* **WHAT TO DO**:
Pictures stay out of the copy, and everything else in the data below is repeated exactly.

* **SUPPLIED RECORDS**:
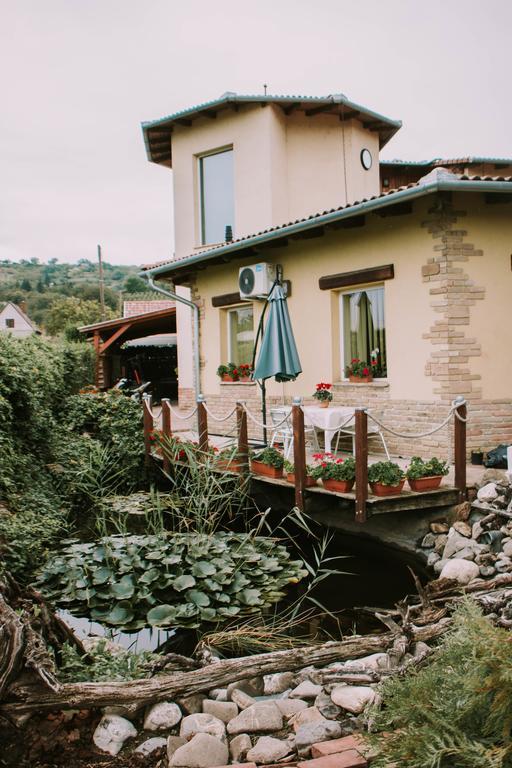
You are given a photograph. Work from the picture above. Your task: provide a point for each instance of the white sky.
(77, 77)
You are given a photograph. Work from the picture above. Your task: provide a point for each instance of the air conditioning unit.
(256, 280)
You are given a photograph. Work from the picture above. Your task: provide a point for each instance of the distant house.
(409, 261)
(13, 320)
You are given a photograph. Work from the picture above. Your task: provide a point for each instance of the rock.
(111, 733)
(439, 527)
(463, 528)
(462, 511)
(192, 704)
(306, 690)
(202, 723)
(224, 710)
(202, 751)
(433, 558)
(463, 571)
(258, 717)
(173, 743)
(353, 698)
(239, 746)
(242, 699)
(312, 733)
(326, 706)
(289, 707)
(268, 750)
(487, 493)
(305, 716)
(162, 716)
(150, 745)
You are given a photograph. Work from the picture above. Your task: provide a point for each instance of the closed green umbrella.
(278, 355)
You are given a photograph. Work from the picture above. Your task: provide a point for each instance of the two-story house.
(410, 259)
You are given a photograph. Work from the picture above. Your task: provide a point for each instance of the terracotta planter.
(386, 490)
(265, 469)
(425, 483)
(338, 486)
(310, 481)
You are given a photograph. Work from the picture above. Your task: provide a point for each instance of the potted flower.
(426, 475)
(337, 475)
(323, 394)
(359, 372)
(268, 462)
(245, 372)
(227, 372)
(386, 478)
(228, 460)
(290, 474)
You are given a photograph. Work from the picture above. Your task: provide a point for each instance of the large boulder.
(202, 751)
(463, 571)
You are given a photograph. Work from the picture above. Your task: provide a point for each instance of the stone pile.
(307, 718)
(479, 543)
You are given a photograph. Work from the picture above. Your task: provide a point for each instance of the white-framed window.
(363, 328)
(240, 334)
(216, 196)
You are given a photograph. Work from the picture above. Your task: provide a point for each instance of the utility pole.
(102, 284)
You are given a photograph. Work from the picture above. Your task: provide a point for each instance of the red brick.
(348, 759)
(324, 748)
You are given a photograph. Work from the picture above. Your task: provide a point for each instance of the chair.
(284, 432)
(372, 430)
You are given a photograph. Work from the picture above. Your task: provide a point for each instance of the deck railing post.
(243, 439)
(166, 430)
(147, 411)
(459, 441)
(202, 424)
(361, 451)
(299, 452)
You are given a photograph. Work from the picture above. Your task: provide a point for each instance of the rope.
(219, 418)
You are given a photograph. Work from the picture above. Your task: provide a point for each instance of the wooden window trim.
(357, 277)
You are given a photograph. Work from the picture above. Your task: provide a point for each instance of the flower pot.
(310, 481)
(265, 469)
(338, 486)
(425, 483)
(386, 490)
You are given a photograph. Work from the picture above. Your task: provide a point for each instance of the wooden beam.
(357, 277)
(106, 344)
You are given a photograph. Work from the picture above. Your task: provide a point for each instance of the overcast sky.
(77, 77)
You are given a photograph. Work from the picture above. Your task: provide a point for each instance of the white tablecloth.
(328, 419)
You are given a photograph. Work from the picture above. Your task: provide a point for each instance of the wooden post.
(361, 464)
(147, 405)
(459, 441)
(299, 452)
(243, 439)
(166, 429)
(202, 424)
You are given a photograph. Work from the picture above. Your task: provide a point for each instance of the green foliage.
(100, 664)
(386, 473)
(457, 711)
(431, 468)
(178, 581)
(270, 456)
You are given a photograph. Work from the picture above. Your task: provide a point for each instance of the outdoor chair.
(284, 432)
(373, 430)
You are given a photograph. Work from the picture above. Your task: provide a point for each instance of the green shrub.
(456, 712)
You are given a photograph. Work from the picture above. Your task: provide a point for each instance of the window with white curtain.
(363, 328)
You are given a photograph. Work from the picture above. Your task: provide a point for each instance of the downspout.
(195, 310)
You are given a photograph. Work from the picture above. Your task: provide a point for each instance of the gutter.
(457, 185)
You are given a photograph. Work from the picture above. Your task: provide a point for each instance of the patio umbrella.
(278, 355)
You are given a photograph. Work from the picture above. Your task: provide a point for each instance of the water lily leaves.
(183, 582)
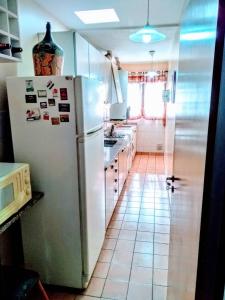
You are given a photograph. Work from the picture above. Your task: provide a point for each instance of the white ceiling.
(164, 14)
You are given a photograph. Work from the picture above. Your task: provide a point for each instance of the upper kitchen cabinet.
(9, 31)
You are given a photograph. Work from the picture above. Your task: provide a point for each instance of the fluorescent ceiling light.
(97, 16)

* **YOUR RESPONSE**:
You are given a photograph. Work from the picture above. Your task: provide a point for each instance of the white sky.
(77, 77)
You are given a photograph. Work from the picture above. Your task: provide a point for each instance of the air conditioning unit.
(256, 280)
You are given a photograph. Work from the picture above. Your task: provide a point for each instance of the distant house.
(409, 261)
(13, 320)
You are given a photograph. Work from the picture above. Your task: provide a point for each instance of the rock.
(111, 733)
(439, 527)
(463, 528)
(462, 511)
(192, 704)
(306, 690)
(202, 723)
(224, 710)
(202, 751)
(433, 558)
(463, 571)
(258, 717)
(173, 743)
(353, 698)
(239, 746)
(242, 699)
(312, 733)
(326, 706)
(289, 707)
(268, 750)
(487, 493)
(305, 716)
(162, 716)
(150, 745)
You are given a photograph. Work from the picture above. Your task: provide a point for each instance of the closed green umbrella.
(278, 355)
You are given a photograph. Work from the picture above. Your task: provide a point for each instance of the two-story house.
(410, 259)
You are given a photograph. Work from the picture above. Your task: provide a point for each instance of the terracotta planter.
(386, 490)
(265, 469)
(425, 483)
(338, 486)
(310, 481)
You are given a photograph. Work from the picture above. Your task: provide a point for each instance of the potted flower.
(426, 475)
(337, 475)
(323, 394)
(359, 372)
(268, 462)
(245, 372)
(227, 372)
(386, 478)
(228, 460)
(290, 474)
You are given a photograph. Work from the picture above. Your task: provide a point for each instance of the large boulder.
(202, 751)
(463, 571)
You are given a photograph. Work from the picture above. Your task: provide a point for each instance of the stone pile.
(307, 718)
(479, 543)
You are given a photograph. Work from the picture above. Your task: provide a point for each instance of the white-framed window.
(363, 328)
(240, 334)
(216, 196)
You are given a photograph. Work from the picture above. Your task: provide a point for each instance of the utility pole.
(102, 284)
You are given a photograph. Work from the picture above. Your task: provide a point for each instance of the red brick.
(348, 759)
(324, 748)
You are given a photograph. Work from the picture above. Your task: provide a point for each instance of the chair.
(284, 432)
(372, 430)
You are given a photograph. Work from the picture above. Your task: provide a point for each instance of the deck railing post.
(243, 439)
(166, 430)
(147, 411)
(459, 441)
(202, 424)
(361, 451)
(299, 452)
You are given a photograph. Work from the picture above. Your task: provide a point for each instance of the rope.
(219, 418)
You are given a photograph. Work from the picture above. Your task: provide a point for each instance of the wooden window trim.
(357, 277)
You are given a photograph. Work from the picture above. Your task: provide a point for each instance of the flower pot.
(310, 481)
(265, 469)
(338, 486)
(425, 483)
(386, 490)
You are given a photograph. Work from the picture above. Your task: provide a point for each instance of the wooden beam.
(357, 277)
(106, 344)
You are given a photograph. Work from the picture above. Your task: provide a point for each instance of the overcast sky.
(77, 77)
You are given a photograph. Work from the picture above. Your task: provide a point for each instance of the white tablecloth.
(328, 419)
You are given a photograph. Work from the picture above. Your task: provide a point for each instance of the wooden post.
(361, 464)
(147, 405)
(459, 441)
(299, 452)
(243, 439)
(166, 429)
(202, 424)
You are given a photograph. Work from the picture above. Your task: provide a point for each instance of the green foliage.
(100, 664)
(386, 473)
(457, 711)
(431, 468)
(178, 581)
(270, 456)
You are given a photograph. Work from the picture above. Your task: provide a point for each instance of the outdoor chair.
(284, 432)
(373, 430)
You are given a photograph. Work from the picture above. Your task: provide a point for each instance of the green shrub.
(456, 712)
You are given a photograph. Work from the picture above. Your task: provide a point for each instance of the window with white curtain.
(363, 328)
You are given a photograph. Work from the picture above. Your task: provide a point for each instance of the downspout.
(195, 310)
You are given a photograph. Work from the picture above. Your task: provide a point for each instance of the gutter.
(457, 185)
You are given a photograph. Work from the picture above. Your task: provide a point for each instance of the patio umbrella.
(278, 355)
You are given a photograph. Work from the picture above. Your task: provide a point for each instance of the water lily leaves.
(183, 582)
You are given a photograph. Work from the picture above. Your task: provide a point for each instance of the white ceiling.
(164, 14)
You are given a photograph. Work from the picture above. Your task: provide a point for each instance of the upper kitchen cabinet.
(9, 31)
You are given a photograph. Work from the picture above. Your task: provide a point for each instance of the fluorescent ceiling light.
(97, 16)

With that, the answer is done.